→ **LIST OF TASKS**:
1. Answer these questions about the email thread:
(a) How much RAM turned out to be on the box?
(b) What rate did the test with the 64GB file show?
(c) How fast were the drives locally?
2. Reproduce the part of the email thread from "This is going" to "trustworthy with [oi]flag=direct." word for word.

→ **EXCERPT**:
** Begin **
Cameron Harr wrote:
Joe Landman wrote:
This is only 8 GB of IO. It is possible that (despite dio) you are
caching. Make the IO much larger than RAM. Use a count of 128m or so.
This is going to sound dumb, but I thought I had 4 GB of RAM and thus
intentionally used a file size 2x my physical RAM. As it turns out, I
have 32GB of RAM on the box (4G usually shows up as 38.... and I just
saw the 3). Anyway, with a 64GB file the numbers are looking more
accurate (and even low):
393.3 MB/s
This is about right. We were seeing ~650MB/s iSER for a 1.3 TB file dd
on our units, but it bounced all over the place in terms of rates. Very
hard to pin down a single performance number. Locally the drives were
>750 MB/s, so 650 isn't terrible.
We have found dd to be quite trustworthy with [oi]flag=direct.
I like it too. At any rate, I'm going to need to do some new testing to
avoid the ram size (might just set a mem limit on the boot line).
There's still a bit of a discrepancy between IOP performance with iSer
and srpt. Has anyone else done comparisons with the two? I think Erez
was hoping to get some numbers before too long.
** End **
→ **Saved data entries**:
** Begin **
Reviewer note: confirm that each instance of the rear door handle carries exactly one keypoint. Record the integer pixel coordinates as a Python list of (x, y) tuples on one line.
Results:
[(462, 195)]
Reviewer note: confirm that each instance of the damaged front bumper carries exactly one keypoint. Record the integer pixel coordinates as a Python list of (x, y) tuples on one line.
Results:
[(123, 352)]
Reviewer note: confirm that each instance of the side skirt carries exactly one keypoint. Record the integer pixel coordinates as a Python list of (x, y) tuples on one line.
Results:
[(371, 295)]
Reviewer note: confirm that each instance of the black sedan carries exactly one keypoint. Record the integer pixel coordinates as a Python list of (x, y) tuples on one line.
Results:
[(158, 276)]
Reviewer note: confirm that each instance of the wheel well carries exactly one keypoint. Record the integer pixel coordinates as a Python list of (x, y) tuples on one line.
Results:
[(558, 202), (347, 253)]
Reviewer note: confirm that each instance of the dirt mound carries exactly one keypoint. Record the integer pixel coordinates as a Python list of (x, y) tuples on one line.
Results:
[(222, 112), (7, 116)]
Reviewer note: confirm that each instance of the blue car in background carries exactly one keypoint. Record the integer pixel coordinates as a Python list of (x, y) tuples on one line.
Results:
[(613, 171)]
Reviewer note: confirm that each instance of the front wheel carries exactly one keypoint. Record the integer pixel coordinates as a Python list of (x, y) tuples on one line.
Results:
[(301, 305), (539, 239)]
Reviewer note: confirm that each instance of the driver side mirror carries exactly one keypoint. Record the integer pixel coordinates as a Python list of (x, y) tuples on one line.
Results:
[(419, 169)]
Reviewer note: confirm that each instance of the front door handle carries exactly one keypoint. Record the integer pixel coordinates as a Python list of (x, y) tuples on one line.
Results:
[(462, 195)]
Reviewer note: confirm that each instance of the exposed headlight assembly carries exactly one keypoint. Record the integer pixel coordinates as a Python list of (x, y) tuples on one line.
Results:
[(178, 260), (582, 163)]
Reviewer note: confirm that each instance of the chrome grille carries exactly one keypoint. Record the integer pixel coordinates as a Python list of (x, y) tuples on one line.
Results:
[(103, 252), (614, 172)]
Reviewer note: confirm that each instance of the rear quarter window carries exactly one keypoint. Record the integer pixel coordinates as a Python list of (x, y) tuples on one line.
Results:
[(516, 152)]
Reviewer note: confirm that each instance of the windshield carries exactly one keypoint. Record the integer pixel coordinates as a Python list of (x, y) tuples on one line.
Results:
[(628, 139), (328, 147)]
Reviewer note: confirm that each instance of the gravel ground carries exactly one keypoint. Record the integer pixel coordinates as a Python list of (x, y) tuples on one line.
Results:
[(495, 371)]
** End **
→ **SOLUTION LIST**:
1.
(a) 32GB
(b) 393.3 MB/s
(c) More than 750 MB/s

2.
This is going to sound dumb, but I thought I had 4 GB of RAM and thus
intentionally used a file size 2x my physical RAM. As it turns out, I
have 32GB of RAM on the box (4G usually shows up as 38.... and I just
saw the 3). Anyway, with a 64GB file the numbers are looking more
accurate (and even low):
393.3 MB/s
This is about right. We were seeing ~650MB/s iSER for a 1.3 TB file dd
on our units, but it bounced all over the place in terms of rates. Very
hard to pin down a single performance number. Locally the drives were
>750 MB/s, so 650 isn't terrible.
We have found dd to be quite trustworthy with [oi]flag=direct.